> **EXTRACT TO READ**
>> BEGIN

Lawyers hired by Boris Johnson to rubbish the Commons Partygate inquiry have a “systemic misunderstanding” of parliamentary process and used “misplaced analogies”, according to a group of senior MPs.
In a fightback campaign to avoid the investigation into the former prime minister being derailed, the privileges committee drew up a dossier to refute criticism about its work.
The MPs hit out at “personal attacks” levied against them by Johnson’s allies, saying the unprecedented and groundless criticism could constitute contempt of parliament.
Legal advice from David Pannick and Jason Pobjoy commissioned in the dying days of Johnson’s administration at a cost of £130,000 to the taxpayer argued that the committee was using “a fundamentally flawed approach” and unfair procedures.
The committee’s rebuttal dossier was due to be published earlier this month but was delayed after the death of the Queen and wrangling over who should fill a vacant spot among its seven members.

>> END

> **SUPPLIED MATERIAL**

>> BEGIN

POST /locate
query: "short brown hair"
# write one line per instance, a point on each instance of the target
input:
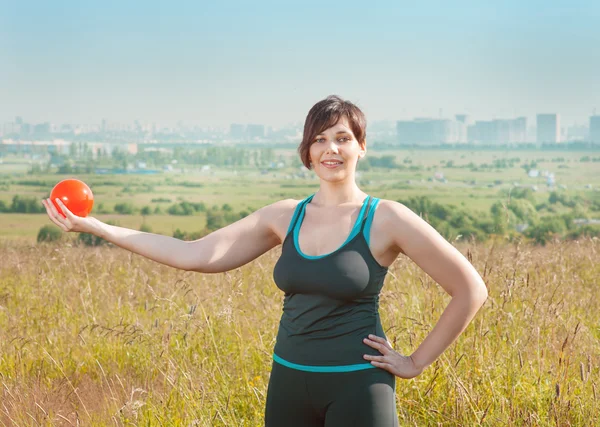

>> END

> **EXERCISE INSTRUCTIONS**
Extend the news report above on the privileges committee and Boris Johnson's lawyers by continuing it from its last sentence.

> **SOLVED EXERCISE**
Published on Monday, the “special report” says Lord Pannick and Pobjoy’s advice was “founded on a systemic misunderstanding of the parliamentary process and misplaced analogies with the criminal law”.
It says claims that MPs needed to show Johnson’s misleading of parliament was intentional were wrong, as it was implicit in the motion that set up the inquiry based on precedent and the parliamentary rulebook known as Erskine May.
It rubbishes the claim that punishing politicians who unknowingly mislead parliament would have a “chilling effect”, saying ministerial mistakes in the Commons are not a problem “if corrected quickly”.
“If we find that the house was misled, one question the committee is likely to consider is how quickly and sincerely Johnson sought to correct the record,” it says.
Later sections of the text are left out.